WHAT IS EXPECTED: Update the records below from the line that contains "Hi there — would you mind identifying the cow in" through the line that contains "xmin=39 ymin=104 xmax=64 ymax=434", replacing "design team" with "art department" and leaving everything else unchanged. Give back only those lines.

—————

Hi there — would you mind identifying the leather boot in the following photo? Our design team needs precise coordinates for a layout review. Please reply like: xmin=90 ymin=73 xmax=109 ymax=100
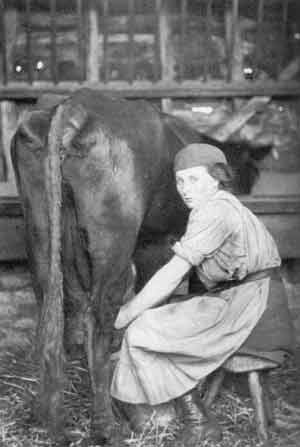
xmin=178 ymin=389 xmax=222 ymax=446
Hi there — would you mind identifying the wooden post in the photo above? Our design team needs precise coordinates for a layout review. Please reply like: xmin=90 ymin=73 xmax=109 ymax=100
xmin=248 ymin=371 xmax=268 ymax=441
xmin=4 ymin=8 xmax=18 ymax=80
xmin=159 ymin=0 xmax=176 ymax=113
xmin=0 ymin=101 xmax=18 ymax=196
xmin=87 ymin=0 xmax=102 ymax=82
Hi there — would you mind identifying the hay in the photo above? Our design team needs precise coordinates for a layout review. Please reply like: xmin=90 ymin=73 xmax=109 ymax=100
xmin=0 ymin=354 xmax=300 ymax=447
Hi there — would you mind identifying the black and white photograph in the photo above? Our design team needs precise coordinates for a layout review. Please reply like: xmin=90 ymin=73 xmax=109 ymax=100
xmin=0 ymin=0 xmax=300 ymax=447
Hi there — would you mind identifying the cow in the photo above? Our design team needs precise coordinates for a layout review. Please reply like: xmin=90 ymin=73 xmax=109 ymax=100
xmin=11 ymin=88 xmax=270 ymax=445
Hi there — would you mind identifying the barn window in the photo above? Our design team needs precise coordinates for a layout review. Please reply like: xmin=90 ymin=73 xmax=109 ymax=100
xmin=0 ymin=0 xmax=300 ymax=89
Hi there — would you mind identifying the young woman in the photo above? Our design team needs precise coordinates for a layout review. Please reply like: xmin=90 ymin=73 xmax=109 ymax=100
xmin=111 ymin=144 xmax=292 ymax=445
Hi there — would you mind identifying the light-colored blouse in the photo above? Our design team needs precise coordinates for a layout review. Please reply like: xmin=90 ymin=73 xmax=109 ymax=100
xmin=173 ymin=190 xmax=281 ymax=288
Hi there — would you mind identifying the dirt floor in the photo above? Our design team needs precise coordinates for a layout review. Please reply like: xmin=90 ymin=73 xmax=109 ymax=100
xmin=0 ymin=266 xmax=300 ymax=447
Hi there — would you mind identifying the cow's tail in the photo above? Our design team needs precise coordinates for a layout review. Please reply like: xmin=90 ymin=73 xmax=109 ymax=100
xmin=39 ymin=104 xmax=64 ymax=434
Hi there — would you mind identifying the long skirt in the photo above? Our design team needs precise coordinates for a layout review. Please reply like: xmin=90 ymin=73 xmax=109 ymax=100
xmin=111 ymin=278 xmax=270 ymax=405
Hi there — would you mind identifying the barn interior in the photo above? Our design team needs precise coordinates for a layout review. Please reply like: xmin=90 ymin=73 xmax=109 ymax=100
xmin=0 ymin=0 xmax=300 ymax=447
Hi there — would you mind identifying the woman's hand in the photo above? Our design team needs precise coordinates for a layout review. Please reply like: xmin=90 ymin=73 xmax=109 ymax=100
xmin=114 ymin=301 xmax=138 ymax=329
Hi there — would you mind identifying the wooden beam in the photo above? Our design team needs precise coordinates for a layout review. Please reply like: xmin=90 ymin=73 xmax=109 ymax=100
xmin=87 ymin=0 xmax=102 ymax=82
xmin=76 ymin=0 xmax=86 ymax=82
xmin=0 ymin=81 xmax=300 ymax=99
xmin=127 ymin=0 xmax=135 ymax=84
xmin=0 ymin=101 xmax=18 ymax=195
xmin=179 ymin=0 xmax=187 ymax=81
xmin=154 ymin=0 xmax=163 ymax=81
xmin=50 ymin=0 xmax=58 ymax=84
xmin=25 ymin=0 xmax=33 ymax=84
xmin=0 ymin=0 xmax=8 ymax=84
xmin=3 ymin=8 xmax=18 ymax=82
xmin=159 ymin=0 xmax=176 ymax=113
xmin=0 ymin=194 xmax=300 ymax=217
xmin=0 ymin=196 xmax=300 ymax=261
xmin=101 ymin=0 xmax=109 ymax=83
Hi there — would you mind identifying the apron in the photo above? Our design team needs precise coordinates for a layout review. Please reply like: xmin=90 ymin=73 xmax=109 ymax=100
xmin=111 ymin=191 xmax=286 ymax=405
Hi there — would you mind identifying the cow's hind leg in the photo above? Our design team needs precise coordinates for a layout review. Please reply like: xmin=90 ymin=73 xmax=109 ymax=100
xmin=86 ymin=311 xmax=114 ymax=445
xmin=85 ymin=262 xmax=137 ymax=445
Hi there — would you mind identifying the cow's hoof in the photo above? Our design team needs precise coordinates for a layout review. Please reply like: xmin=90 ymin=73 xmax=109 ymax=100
xmin=86 ymin=431 xmax=111 ymax=446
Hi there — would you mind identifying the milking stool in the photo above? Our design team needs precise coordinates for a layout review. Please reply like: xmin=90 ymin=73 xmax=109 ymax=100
xmin=204 ymin=352 xmax=284 ymax=441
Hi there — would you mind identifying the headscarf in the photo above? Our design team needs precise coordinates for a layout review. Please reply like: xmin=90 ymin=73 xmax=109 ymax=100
xmin=174 ymin=143 xmax=227 ymax=172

—————

CORRECT OUTPUT:
Hi there — would you mind identifying the cow in the photo above? Our art department needs precise coordinates for a layout review. Please reply like: xmin=90 ymin=73 xmax=109 ymax=100
xmin=11 ymin=88 xmax=270 ymax=445
Hi there — would you mind identifying the barn window in the photo above? Our art department needs precise coordinates for a layout review. Please reply like: xmin=90 ymin=73 xmax=109 ymax=100
xmin=0 ymin=0 xmax=300 ymax=89
Hi there — would you mind identifying the young woman in the photo above? Our art department needs precise coordinates for a layout review. Please reply like: xmin=90 ymin=73 xmax=109 ymax=100
xmin=111 ymin=144 xmax=292 ymax=445
Hi there — would you mind identifying the light-colored blouse in the photo above? Our art department needs precise coordinates for a layout review. Please reply like: xmin=90 ymin=73 xmax=109 ymax=100
xmin=173 ymin=190 xmax=281 ymax=288
Hi there — would you mind identifying the dirt floor in the photo above? Our art department needs precise coordinates for a layout review. Please reply like: xmin=90 ymin=73 xmax=109 ymax=100
xmin=0 ymin=266 xmax=300 ymax=447
Hi there — would you mind identifying the cow's tail in the photo above? Our art department needs precise coordinates for a layout review. Please reply like: xmin=90 ymin=73 xmax=109 ymax=100
xmin=39 ymin=104 xmax=64 ymax=434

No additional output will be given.